- [GIVEN ENTRIES]:
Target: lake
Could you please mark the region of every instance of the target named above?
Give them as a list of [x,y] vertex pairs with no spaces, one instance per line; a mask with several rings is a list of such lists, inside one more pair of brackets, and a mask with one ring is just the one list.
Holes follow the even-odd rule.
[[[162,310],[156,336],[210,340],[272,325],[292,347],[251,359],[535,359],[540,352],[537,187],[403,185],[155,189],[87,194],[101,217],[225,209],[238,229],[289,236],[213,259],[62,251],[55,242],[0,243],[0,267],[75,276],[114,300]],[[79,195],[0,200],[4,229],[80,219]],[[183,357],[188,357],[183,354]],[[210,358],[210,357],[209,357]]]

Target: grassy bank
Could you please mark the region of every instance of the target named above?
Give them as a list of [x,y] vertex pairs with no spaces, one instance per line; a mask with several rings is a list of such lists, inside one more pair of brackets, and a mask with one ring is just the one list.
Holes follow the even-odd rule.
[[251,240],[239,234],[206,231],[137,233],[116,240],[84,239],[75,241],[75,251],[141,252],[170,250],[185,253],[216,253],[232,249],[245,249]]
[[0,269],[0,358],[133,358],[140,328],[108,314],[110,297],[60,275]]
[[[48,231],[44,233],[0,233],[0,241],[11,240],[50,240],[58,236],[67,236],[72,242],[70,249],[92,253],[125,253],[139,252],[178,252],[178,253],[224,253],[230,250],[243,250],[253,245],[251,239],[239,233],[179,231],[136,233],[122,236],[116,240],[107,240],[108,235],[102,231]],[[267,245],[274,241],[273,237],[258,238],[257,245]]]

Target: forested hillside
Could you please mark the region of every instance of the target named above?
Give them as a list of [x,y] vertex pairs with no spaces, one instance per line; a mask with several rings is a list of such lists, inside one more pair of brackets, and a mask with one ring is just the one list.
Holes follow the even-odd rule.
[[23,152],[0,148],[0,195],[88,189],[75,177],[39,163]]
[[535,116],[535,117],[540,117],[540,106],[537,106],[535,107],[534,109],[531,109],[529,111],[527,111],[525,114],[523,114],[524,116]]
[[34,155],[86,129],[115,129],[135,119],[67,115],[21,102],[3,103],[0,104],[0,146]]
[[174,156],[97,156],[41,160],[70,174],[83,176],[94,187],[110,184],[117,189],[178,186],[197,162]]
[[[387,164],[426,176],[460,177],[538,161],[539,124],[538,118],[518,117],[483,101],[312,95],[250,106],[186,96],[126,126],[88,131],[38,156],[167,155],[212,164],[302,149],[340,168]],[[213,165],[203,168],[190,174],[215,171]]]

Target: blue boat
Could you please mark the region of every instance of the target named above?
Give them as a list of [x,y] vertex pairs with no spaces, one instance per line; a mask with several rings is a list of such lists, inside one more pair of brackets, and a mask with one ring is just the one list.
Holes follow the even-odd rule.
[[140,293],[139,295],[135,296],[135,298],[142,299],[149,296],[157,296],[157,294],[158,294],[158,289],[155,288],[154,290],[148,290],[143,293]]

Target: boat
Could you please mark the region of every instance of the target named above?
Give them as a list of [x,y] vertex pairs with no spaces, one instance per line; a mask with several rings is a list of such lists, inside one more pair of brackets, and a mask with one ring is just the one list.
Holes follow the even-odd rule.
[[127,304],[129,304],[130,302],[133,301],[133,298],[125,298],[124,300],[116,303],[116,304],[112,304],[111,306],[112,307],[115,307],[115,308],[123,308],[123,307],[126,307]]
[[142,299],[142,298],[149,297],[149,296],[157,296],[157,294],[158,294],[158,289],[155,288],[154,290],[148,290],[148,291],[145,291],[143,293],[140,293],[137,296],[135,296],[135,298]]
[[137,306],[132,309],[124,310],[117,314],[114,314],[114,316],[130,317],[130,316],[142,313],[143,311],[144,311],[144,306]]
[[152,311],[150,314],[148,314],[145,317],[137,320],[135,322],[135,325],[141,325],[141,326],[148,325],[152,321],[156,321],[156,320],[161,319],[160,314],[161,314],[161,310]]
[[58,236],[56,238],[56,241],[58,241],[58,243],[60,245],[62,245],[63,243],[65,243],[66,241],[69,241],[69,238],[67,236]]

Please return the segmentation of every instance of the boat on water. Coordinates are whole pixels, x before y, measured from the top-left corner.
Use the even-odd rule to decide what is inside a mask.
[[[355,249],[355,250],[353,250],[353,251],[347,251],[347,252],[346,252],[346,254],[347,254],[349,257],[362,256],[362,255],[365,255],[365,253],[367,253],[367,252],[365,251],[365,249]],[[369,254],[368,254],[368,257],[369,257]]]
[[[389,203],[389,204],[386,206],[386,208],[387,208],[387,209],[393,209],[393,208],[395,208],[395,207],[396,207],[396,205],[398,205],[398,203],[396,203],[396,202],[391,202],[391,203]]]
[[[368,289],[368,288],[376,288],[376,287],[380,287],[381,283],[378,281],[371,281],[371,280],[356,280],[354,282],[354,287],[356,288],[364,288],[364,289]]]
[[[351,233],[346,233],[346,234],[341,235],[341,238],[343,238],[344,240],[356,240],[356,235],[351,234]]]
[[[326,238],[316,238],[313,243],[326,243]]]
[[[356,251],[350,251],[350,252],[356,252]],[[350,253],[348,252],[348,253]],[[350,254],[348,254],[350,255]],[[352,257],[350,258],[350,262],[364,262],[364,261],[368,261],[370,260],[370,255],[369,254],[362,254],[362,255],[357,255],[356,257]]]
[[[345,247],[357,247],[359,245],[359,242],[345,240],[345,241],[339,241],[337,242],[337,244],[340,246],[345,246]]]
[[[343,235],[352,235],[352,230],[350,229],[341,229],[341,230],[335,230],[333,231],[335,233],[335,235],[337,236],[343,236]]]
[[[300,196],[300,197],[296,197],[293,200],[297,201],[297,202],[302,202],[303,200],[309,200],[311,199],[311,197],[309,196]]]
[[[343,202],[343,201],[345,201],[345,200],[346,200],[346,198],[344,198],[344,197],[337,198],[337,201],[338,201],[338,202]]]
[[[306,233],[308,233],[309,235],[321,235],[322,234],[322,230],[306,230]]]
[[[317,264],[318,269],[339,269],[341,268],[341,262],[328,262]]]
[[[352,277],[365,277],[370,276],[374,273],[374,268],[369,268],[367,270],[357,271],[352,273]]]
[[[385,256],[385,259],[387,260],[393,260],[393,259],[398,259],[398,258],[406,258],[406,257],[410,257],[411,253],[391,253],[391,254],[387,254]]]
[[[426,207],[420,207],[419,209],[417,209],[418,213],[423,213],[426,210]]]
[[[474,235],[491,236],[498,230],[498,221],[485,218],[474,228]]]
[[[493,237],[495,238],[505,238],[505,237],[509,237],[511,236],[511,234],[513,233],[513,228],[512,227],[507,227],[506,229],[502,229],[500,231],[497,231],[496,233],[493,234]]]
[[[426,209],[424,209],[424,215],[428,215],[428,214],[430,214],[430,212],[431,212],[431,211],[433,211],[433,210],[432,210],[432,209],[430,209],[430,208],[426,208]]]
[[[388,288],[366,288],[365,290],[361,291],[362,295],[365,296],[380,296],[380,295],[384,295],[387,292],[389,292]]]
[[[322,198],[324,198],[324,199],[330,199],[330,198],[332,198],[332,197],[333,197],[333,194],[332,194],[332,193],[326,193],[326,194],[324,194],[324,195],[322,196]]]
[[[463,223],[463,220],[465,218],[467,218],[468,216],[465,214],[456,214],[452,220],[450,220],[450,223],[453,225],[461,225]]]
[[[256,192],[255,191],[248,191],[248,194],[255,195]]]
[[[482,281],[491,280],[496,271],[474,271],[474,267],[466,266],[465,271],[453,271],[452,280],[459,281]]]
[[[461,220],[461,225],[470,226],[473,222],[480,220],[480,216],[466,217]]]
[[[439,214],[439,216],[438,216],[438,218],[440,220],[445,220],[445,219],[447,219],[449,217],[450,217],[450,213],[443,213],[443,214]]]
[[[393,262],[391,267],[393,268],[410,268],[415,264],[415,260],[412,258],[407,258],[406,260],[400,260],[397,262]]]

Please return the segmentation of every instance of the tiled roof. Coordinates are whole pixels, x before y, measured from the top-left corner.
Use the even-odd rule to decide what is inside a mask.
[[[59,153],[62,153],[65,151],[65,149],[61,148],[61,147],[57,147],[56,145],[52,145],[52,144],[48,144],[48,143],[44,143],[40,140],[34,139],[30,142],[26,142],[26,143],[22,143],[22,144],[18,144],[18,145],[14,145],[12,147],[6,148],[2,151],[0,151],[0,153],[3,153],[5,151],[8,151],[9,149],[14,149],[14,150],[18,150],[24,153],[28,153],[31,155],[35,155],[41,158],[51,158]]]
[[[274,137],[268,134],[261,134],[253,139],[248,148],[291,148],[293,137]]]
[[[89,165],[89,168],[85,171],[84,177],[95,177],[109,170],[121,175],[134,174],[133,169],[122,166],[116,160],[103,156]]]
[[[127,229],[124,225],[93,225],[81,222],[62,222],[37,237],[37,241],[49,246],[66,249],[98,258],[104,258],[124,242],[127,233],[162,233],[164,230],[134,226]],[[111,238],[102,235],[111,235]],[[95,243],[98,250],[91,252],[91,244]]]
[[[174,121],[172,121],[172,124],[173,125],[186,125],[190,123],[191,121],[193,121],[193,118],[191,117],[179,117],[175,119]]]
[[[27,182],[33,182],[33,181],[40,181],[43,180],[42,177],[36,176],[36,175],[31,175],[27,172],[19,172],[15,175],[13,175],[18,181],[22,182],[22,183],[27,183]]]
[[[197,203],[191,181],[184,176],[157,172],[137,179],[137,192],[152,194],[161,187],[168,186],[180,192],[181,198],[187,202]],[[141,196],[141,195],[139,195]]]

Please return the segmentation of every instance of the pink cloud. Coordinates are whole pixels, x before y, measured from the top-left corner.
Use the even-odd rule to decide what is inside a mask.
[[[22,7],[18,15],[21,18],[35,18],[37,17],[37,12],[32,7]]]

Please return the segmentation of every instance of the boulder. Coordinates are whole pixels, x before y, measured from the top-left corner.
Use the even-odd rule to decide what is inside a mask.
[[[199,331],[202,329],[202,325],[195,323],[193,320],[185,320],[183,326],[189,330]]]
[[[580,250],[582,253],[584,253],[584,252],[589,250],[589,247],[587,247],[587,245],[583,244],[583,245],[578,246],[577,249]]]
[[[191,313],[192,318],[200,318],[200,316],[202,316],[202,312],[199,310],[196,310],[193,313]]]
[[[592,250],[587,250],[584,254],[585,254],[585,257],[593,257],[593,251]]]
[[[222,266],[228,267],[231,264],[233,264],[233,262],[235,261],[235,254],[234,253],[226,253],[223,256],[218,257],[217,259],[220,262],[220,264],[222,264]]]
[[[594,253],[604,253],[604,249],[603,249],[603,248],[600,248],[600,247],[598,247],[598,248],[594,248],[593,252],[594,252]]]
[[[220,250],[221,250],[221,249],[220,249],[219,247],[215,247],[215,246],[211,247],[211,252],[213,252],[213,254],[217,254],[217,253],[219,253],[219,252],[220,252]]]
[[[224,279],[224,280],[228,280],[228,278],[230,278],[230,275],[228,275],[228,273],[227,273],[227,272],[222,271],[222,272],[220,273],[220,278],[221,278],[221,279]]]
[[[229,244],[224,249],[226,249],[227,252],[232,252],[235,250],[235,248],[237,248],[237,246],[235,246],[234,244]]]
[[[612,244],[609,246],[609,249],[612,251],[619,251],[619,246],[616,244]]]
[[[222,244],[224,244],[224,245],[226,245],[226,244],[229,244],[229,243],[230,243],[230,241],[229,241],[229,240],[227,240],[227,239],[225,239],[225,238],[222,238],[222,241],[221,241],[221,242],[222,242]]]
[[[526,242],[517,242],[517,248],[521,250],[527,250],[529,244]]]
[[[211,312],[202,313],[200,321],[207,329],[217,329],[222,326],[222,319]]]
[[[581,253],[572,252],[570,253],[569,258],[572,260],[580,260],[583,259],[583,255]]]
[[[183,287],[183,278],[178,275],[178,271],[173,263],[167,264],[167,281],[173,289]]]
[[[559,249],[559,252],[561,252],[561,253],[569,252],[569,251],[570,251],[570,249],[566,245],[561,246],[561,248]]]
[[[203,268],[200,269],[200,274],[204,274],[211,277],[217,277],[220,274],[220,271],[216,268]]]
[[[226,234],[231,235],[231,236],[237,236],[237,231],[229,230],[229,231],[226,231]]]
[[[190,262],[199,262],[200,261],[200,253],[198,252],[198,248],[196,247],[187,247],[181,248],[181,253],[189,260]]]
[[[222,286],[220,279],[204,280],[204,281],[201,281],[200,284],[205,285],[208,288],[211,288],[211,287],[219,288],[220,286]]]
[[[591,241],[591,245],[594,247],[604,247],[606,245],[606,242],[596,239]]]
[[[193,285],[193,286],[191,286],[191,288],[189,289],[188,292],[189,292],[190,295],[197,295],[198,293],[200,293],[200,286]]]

- [REQUIRED ACTION]:
Go through the material above and report each line containing "return".

- [ANSWER TO THE EXERCISE]:
Please return the segmentation of every instance of the boat on water. Coordinates are whole pixels, x before y, measured from the top-left corner.
Please return the segmentation of every instance of the tiled roof. Coordinates are whole pixels, x before y, measured from the top-left corner.
Please return the segmentation of every instance of the pink cloud. Coordinates are whole pixels, x before y, measured from the top-left corner.
Please return the segmentation of every instance of the boulder. Coordinates are whole pixels, x before y, measured from the top-left corner.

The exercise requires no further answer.